아래 목록에서 "light"라는 단어가 들어 있는 줄을 모두 찾아 하나도 빠뜨리지 말고 옮겨 적으세요.
^^^^
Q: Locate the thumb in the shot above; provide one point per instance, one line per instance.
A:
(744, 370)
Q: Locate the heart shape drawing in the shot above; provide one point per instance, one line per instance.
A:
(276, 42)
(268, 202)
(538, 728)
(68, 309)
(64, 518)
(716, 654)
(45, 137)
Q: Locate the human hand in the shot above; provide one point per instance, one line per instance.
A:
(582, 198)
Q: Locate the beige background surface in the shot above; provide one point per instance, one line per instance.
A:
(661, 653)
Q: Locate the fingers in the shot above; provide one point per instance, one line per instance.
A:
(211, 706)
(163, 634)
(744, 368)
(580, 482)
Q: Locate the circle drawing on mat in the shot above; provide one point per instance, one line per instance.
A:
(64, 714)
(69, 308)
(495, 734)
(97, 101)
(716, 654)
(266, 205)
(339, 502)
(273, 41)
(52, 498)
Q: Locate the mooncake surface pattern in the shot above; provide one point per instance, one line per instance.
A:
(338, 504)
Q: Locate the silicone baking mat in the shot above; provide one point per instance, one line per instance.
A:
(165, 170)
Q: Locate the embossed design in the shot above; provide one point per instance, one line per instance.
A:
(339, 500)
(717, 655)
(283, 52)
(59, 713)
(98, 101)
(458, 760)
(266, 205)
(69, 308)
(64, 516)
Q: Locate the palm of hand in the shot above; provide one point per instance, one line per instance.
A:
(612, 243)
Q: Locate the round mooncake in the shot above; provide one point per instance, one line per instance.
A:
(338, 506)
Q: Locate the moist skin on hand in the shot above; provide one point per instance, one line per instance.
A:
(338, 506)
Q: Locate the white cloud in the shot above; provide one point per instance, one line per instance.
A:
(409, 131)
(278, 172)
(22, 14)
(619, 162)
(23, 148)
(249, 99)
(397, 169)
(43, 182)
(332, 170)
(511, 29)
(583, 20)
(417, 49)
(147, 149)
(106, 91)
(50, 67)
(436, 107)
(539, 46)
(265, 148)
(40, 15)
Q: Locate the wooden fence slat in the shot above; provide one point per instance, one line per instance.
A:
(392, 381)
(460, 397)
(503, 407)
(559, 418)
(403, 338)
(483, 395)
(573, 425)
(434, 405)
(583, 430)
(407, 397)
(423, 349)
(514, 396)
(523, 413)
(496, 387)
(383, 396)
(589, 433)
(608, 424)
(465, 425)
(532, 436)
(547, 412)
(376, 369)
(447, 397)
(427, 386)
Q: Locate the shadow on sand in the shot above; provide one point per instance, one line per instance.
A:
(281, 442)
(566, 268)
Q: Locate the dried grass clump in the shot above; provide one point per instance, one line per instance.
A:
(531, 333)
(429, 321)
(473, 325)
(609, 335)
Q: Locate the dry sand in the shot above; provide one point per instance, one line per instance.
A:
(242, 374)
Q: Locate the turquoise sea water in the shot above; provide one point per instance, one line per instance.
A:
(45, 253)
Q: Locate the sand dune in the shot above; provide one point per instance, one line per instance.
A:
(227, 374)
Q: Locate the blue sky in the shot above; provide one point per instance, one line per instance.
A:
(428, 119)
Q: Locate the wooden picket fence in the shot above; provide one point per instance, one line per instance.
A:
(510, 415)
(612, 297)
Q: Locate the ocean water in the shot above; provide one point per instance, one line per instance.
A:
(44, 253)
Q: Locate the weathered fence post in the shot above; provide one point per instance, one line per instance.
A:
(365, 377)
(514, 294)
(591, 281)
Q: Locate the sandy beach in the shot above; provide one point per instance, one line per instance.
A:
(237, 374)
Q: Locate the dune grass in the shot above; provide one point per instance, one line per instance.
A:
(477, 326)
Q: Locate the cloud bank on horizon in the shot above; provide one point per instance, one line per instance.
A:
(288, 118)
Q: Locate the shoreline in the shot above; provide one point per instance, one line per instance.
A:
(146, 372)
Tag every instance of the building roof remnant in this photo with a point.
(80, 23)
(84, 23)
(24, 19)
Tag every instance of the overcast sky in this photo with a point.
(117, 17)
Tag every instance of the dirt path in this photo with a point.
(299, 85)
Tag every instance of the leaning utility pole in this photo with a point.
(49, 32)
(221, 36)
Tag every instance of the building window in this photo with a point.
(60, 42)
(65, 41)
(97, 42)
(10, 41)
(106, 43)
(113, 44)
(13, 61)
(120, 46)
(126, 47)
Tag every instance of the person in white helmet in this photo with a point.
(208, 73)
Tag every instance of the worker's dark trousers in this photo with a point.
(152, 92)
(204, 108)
^^^^
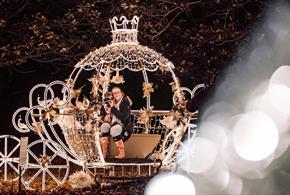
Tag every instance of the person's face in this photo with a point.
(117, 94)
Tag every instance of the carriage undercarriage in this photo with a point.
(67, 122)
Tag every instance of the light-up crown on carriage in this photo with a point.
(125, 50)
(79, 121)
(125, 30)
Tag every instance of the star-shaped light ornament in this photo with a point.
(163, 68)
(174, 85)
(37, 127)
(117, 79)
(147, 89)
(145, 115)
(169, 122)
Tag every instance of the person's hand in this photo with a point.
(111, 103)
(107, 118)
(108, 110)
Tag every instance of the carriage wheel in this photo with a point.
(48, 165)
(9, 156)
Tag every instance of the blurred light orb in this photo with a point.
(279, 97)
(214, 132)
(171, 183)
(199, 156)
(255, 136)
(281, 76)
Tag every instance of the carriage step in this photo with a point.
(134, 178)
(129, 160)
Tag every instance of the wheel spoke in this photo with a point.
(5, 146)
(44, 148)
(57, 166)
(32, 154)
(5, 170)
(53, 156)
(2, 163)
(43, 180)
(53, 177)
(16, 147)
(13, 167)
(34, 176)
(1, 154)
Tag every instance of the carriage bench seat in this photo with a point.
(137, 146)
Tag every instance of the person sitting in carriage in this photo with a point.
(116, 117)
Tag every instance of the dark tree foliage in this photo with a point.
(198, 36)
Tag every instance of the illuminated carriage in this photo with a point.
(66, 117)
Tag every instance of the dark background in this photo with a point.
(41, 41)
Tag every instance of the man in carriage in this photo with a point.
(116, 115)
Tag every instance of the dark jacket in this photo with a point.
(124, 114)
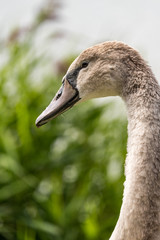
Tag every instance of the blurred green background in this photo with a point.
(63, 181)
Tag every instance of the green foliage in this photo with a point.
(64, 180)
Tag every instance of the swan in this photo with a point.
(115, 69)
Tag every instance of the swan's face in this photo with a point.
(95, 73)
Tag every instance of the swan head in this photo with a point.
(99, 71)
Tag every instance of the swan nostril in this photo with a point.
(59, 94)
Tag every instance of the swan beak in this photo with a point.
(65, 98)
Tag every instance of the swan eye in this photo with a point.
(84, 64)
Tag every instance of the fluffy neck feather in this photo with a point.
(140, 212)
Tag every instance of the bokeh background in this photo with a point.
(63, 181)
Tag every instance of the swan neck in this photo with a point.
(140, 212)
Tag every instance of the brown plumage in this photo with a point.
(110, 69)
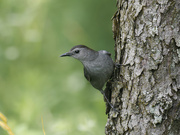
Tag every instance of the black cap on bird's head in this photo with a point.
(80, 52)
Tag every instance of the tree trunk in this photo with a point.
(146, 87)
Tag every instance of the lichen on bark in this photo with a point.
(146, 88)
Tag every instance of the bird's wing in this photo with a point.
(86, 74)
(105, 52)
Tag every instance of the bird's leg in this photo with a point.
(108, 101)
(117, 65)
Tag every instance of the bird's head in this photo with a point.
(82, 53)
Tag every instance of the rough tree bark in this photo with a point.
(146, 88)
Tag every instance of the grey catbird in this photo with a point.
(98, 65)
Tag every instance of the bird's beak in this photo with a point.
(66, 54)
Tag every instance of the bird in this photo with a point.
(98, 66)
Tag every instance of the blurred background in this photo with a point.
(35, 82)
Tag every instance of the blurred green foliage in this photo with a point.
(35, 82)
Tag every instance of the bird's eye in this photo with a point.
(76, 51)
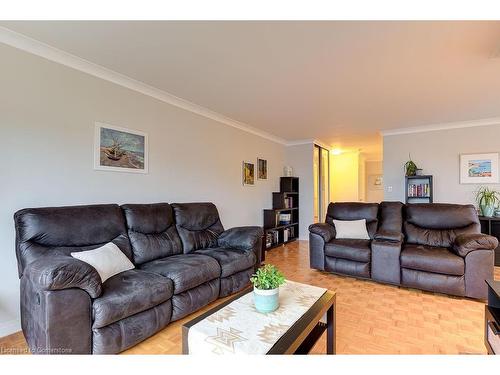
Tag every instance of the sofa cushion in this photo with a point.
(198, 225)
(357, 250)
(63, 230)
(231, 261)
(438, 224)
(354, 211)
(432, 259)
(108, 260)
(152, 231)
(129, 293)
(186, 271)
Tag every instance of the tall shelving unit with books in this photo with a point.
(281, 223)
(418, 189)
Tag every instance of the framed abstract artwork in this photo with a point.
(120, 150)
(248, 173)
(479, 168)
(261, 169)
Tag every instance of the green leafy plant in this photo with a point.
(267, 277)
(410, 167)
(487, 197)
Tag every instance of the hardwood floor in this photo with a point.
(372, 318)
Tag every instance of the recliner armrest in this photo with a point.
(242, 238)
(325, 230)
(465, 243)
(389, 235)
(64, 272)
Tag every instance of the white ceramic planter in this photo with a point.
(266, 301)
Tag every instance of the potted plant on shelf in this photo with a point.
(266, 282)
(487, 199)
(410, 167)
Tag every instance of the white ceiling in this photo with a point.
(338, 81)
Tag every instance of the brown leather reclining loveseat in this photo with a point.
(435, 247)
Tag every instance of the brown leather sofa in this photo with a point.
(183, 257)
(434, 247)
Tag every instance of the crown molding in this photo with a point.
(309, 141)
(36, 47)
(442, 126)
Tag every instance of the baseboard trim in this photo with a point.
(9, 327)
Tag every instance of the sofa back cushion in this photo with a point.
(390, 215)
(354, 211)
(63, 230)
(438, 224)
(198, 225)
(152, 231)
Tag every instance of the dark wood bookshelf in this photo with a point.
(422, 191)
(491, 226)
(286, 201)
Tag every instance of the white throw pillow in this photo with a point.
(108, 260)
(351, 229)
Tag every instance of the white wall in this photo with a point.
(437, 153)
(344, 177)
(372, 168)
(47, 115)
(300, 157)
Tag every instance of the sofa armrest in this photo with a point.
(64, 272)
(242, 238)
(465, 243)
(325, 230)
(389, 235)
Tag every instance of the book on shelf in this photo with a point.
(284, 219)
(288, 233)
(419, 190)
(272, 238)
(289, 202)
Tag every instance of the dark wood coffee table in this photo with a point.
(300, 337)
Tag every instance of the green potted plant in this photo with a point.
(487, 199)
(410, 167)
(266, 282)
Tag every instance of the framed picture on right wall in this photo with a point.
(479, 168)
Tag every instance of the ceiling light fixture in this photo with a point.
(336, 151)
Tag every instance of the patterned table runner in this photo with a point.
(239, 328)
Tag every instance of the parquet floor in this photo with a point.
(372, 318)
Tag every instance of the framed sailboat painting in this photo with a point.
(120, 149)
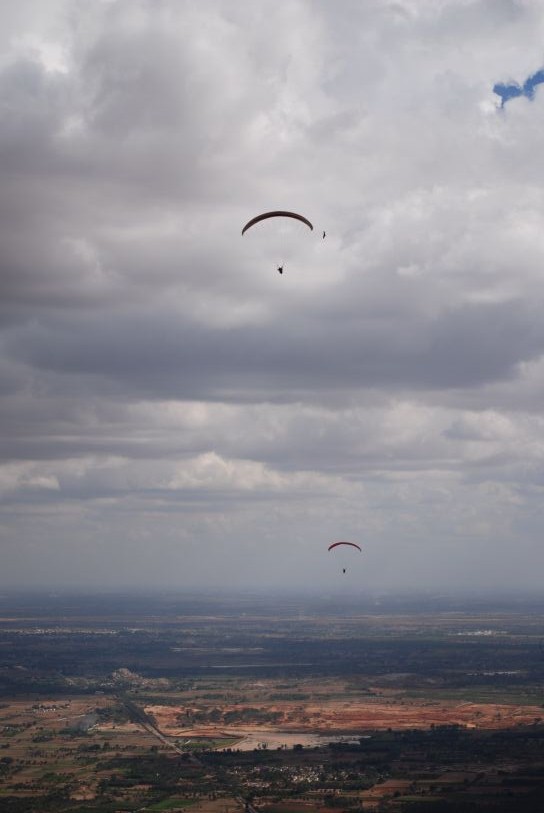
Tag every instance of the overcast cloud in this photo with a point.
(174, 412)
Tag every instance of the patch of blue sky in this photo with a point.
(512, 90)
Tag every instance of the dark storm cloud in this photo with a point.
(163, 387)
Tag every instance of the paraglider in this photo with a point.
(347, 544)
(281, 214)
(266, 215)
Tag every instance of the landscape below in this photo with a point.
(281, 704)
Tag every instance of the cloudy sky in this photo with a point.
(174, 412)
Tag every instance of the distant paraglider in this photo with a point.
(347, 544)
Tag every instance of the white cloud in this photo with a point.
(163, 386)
^^^^
완료된 과제
Tag every instance of the light-up crown on carriage in this photo with a point.
Tag every instance of the star-shaped light ornament in this photo with a point.
Tag every instance of the blurred light orb in this photo with a point.
Tag every instance of the ceiling light fixture in this photo with a point.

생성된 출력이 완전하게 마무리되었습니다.